■ Provided text ■

Yesterday, The Next Web reported that Chrome has surpassed Internet Explorer as the web’s most used browser. This continues a trend we’ve been watching since Chrome became the dominant browser for social users in February of this year.

(Click for larger version)

The data in this graph is presented with the percentage breakdown of browser use in the AddThis network.  IE and Chrome show a clear pattern where IE gets a higher percentage of traffic during the week but Chrome dominates the weekends.  As Chrome’s popularity increases it will be interesting to see what System Administrators do when their users start demanding Chrome in the workplace. While Chrome and IE battle each other for the top position, Firefox’s percentage of traffic is essentially flat. This may be the result of Firefox’s penetration into the workplace market and loyal user base.

Overall, the rise of Chrome in the past 6 months is impressive. The Google browser, first launched in 2008, surpassed Firefox on the AddThis network in November of last year, as we highlighted in our 2011 Sharing Trends.

With just-released data from Statcounter, it looks like Chrome is now winning the desktop browser wars. The milestone even made the browser’s Wikipedia page (clearly the measurement of all things being officially official). This news is an especially exciting development with all of the recent announcements surrounding Web Intents, which Chrome has already included in its latest release.

Subscribe to updates for the AddThis blog for more information surrounding Web Intents, as well as other data insights from our network.

 

  • As much as this is a story of Explorer vs. Chrome, there is also a bigger story in here when it comes to Firefox.

    Long ago one would have thought it would be Firefox that would have eclipsed Explorer’s dominance of the market, party because of the story of open source vs. big brother. However, that (and a large part of Chrome’s market share) has been coming from people moving from the firefox platform, from open source to the new big brother – and interesting development

  • Lee

    The service used for the facts above — statcounter.com — depends on the Web site having the code from that site on their pages, just like Google Analytics and others. It’s not really a good judge of what browsers are being used as who knows what the sites are, their monthly traffic, etc.?

■ Provided information ■

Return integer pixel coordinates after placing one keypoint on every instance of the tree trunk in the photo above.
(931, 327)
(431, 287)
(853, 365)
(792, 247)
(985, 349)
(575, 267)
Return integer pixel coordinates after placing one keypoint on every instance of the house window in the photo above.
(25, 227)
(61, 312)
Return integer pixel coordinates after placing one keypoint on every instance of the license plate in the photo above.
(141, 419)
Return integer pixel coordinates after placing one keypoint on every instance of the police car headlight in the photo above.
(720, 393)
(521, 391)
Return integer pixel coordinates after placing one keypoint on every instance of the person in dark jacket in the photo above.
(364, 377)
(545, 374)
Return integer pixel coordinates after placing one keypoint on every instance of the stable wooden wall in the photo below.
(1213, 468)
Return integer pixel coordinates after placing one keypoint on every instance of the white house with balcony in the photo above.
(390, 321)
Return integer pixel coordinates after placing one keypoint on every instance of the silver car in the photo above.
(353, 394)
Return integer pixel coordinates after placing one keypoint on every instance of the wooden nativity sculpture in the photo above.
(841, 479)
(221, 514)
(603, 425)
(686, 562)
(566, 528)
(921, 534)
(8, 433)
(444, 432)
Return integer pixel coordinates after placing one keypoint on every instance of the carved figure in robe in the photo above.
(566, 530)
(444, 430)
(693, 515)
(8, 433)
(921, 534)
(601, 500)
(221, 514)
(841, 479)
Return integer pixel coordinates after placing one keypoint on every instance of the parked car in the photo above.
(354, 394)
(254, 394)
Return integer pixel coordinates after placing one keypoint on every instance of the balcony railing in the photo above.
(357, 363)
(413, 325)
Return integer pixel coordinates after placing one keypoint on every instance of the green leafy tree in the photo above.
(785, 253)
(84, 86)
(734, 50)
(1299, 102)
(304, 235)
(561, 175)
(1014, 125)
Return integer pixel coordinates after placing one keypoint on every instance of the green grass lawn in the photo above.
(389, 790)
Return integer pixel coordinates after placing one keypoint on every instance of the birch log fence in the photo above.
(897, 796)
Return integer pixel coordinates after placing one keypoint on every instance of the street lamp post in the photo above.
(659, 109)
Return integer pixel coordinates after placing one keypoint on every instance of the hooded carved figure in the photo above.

■ Written request ■
In the text on browser usage, how do Internet Explorer and Chrome divide traffic between weekdays and weekends?

■ Written answer ■
Internet Explorer gets a higher percentage of traffic during the week, while Chrome dominates the weekends.